SG: Even right around HCL, the variety of sounds one can encounter is quite striking: on the one hand, with the array of warehouses, that neighborhood can feel kind of abandoned at certain times of day. One night, while walking back from the lake, I saw a coyote following the train tracks that run along the river. However, right next door to HCL is a truck depot for the city public works; a working steel mill is just a few blocks north; Wicker Park, Bucktown, and Lincoln Park are more peopled neighborhoods just a short walk away. In an effort to branch out and cover more ground in the city, on one of the days I was in town a friend and I took a north to south drive with a set of rules: every 8 minutes, we’d stop and walk around with the field recorder, checking out the neighborhood we happened to land in and talking to people. This took us from Ukrainian Village down through to Bridgeport, finishing off at the abandoned buildings in the Bubbly Creek area: the sounds of factories, fruit markets, playgrounds, record stores, tattoo parlors, bars, Mexican norteño bands, and Greek donut shops were some of what was encountered along the way. All told, I left town fascinated by the incredible array of sonic environments in such close proximity to each other.  Certainly not unique, but still quite interesting, are the layers of appropriation: what was once a warehouse or factory is now an arts space; an older ethnic enclave gives way to a new group of immigrants from a different part of the world. This of course brings us to the visual experience of being in Chicago, with all of its varied architecture, which I also think plays a certain role in inspiring some of the music.

JAW: We met with you last June and got to know each other a bit, and workshopped the piece while we were in Vermont this past December. It’s often tough to get to know a collaborator from another city until the week of the show when rehearsals are in full swing.  How did our process for this piece effect your work at the composition desk?  How does it change your mindset leading into a week of rehearsals later this month?

SG: Given that we really didn’t know each other before my coming out to Chicago a year ago, I was pleasantly surprised at how well the quartet’s process gelled with my own compositional process. One of my favorite aspects of writing for smaller ensembles is the opportunity to make it a more personal collaboration between composer and performer: while I’m always imagining the group that’s going to perform the piece as I write, writing for orchestral sections of violins, violas, and cellos is by its very nature less tailored towards the individual than writing for Austin, Aurelien, Doyle, and Russ. To truly make a piece for those four individuals, I need to spend time with those people, which I consider part of the compositional process. Part of that time is social, getting to know them as people, and part of that time is musical, hearing them play, and in some cases, rehearse, all of which the Spektral Quartet was open to. Even though I wasn’t necessarily writing notes and gestures, that first week I spent hearing them work on Ravel, Beethoven, and (Chicago’s own) Marcos Balter last June was quite important; so was trying out some of my own ideas in Vermont last December, which I think of as an initial fitting of a tailor-made suit. This particular collaboration also presented an entirely new angle to my own creative process: when I first met the Spektral Quartet, along with their sound, energy, and camaraderie as a group, one of the things that was immediately striking was their connection and commitment to the city of Chicago. I thought it would be a fun challenge to build into my compositional process a reflection on the aural spectrum of their city. Along with sitting in on several Spektral Quartet rehearsals and sharing some meals with them, I spent large parts of that week walking around town with a portable recorder.

RECORDS FOR THIS EXERCISE -

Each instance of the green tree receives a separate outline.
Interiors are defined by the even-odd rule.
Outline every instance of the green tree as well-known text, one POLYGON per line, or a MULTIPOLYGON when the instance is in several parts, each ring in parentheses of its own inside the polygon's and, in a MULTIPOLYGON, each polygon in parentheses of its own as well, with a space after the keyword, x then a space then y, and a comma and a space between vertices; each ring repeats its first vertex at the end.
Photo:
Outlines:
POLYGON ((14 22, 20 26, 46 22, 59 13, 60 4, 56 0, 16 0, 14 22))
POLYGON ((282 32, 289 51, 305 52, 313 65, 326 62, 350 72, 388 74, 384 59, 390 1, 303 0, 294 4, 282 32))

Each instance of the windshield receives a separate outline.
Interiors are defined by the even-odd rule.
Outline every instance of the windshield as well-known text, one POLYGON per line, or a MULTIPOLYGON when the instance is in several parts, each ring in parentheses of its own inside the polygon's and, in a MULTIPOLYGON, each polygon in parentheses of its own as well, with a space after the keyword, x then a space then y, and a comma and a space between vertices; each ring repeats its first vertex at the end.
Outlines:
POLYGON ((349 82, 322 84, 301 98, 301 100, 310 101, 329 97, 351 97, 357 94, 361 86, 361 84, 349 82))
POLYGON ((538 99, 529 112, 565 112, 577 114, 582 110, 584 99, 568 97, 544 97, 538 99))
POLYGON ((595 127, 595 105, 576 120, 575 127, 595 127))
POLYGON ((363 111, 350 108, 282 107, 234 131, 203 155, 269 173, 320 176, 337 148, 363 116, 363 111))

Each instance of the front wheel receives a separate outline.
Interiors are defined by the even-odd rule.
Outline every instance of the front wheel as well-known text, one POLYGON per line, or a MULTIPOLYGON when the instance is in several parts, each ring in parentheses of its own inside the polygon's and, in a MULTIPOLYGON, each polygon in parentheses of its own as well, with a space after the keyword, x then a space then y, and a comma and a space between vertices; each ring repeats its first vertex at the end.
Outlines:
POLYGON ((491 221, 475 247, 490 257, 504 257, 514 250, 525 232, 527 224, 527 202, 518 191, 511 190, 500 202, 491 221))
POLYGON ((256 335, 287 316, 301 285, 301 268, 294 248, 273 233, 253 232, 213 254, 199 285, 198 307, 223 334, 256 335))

WHAT TO WORK ON -
(1) Collect every line of the rows that contains the string "separate", treating uppercase and lowercase as different.
(2) Finish out the next part of the interview about writing a piece for the Spektral Quartet, picking up after its final sentence.
The rows are unrelated to the interview about composing for the Spektral Quartet.

ANSWERS TO EACH TASK -
(1)
Each instance of the green tree receives a separate outline.
Each instance of the windshield receives a separate outline.
Each instance of the front wheel receives a separate outline.

(2)
JAW: Your piece packs a rhythmic punch, and the whole thing bubbles with energy! This makes it a lot of fun to play, and it’s interesting to me the way you built in varying feels without losing the drive to the music.  The opening of the piece is full of shifting rhythms, but the quartet plays in rhythmic unison.  The next section makes a quick shift to lines in very close imitation, with the commentary in other voices more independent.  This alternation marks one of the major features of the piece for me, and marks very clear characters for each section of the work. What inspired this approach to writing for the quartet?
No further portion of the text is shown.